▸ **Problem to solve**:
From the line containing "Please put a marker on the blue" to the end of the entries, return every line exactly, both ends included, and add nothing.

============

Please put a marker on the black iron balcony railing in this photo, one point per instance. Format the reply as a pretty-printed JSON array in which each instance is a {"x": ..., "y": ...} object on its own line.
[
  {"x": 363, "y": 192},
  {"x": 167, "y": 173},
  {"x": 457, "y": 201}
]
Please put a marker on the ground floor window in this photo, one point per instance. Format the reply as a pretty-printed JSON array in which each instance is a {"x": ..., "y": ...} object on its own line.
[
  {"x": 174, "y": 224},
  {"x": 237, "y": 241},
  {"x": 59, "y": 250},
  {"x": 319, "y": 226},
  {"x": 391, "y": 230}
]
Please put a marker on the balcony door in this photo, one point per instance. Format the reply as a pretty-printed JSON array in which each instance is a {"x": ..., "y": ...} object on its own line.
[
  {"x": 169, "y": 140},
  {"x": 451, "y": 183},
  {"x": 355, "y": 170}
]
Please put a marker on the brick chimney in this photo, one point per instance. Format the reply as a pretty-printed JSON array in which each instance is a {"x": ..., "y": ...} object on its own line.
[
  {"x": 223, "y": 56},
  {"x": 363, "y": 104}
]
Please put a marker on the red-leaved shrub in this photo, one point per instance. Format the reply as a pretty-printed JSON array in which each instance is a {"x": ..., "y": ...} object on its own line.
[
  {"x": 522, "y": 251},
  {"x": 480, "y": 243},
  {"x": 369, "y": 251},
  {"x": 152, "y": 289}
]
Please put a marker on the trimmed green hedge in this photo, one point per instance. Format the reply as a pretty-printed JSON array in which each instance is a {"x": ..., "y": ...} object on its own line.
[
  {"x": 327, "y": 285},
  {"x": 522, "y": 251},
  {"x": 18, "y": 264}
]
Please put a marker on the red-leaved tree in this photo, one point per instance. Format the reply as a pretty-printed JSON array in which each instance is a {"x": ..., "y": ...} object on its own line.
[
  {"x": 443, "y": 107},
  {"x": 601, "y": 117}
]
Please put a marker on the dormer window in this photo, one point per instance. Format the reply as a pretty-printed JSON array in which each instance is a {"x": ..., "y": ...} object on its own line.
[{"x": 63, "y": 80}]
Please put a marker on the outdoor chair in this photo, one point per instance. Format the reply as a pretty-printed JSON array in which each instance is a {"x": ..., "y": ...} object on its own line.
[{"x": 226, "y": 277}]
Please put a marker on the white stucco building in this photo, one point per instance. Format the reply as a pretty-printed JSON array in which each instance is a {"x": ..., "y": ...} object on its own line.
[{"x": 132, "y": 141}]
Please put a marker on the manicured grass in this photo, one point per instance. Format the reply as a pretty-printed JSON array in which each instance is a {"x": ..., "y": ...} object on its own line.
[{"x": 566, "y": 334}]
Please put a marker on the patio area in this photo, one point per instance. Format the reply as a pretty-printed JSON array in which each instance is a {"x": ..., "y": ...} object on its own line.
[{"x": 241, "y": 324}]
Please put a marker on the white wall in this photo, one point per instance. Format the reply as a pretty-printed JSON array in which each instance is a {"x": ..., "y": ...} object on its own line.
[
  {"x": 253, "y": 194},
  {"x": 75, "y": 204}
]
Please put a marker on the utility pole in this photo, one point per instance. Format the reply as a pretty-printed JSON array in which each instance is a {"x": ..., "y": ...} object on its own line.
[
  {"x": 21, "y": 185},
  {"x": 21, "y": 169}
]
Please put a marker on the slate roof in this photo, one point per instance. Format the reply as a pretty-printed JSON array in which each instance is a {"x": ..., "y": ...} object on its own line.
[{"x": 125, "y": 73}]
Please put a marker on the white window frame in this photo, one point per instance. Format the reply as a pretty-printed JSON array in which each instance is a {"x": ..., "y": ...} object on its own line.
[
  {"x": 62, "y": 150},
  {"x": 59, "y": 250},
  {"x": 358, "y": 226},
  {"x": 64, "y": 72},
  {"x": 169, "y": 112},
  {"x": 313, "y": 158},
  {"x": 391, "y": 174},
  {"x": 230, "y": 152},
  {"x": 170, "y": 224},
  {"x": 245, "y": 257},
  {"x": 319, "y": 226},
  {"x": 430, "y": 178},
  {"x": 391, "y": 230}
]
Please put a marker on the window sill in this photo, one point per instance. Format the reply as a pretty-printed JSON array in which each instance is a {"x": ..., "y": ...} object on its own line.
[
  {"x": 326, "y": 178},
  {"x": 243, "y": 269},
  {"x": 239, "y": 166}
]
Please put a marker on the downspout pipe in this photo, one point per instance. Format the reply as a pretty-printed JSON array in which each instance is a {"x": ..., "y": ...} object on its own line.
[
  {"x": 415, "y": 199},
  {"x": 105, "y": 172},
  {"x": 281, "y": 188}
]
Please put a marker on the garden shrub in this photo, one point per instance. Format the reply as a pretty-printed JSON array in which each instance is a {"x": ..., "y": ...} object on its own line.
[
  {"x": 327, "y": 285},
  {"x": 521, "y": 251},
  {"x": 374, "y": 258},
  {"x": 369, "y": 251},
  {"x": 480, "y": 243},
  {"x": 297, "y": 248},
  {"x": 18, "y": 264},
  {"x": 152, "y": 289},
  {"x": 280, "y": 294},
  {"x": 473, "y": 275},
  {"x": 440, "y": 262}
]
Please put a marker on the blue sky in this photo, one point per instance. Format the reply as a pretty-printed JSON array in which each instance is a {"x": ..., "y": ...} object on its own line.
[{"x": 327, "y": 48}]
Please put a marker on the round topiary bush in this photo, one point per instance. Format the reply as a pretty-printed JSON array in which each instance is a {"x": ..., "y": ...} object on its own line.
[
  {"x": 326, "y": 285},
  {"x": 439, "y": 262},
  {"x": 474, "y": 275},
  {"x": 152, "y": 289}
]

============

▸ **Solution for this task**:
Please put a marker on the blue sky in this photo, one point per instance. Format the reply as a pretty-printed JSON array in which each instance is a {"x": ..., "y": ...} object on its own line.
[{"x": 327, "y": 48}]
Please put a marker on the round topiary bush in this photo, one point per instance. Format the reply as a pretty-printed JSON array in which each instance is a {"x": ..., "y": ...} object on its own line.
[
  {"x": 326, "y": 285},
  {"x": 439, "y": 262},
  {"x": 474, "y": 275},
  {"x": 152, "y": 289}
]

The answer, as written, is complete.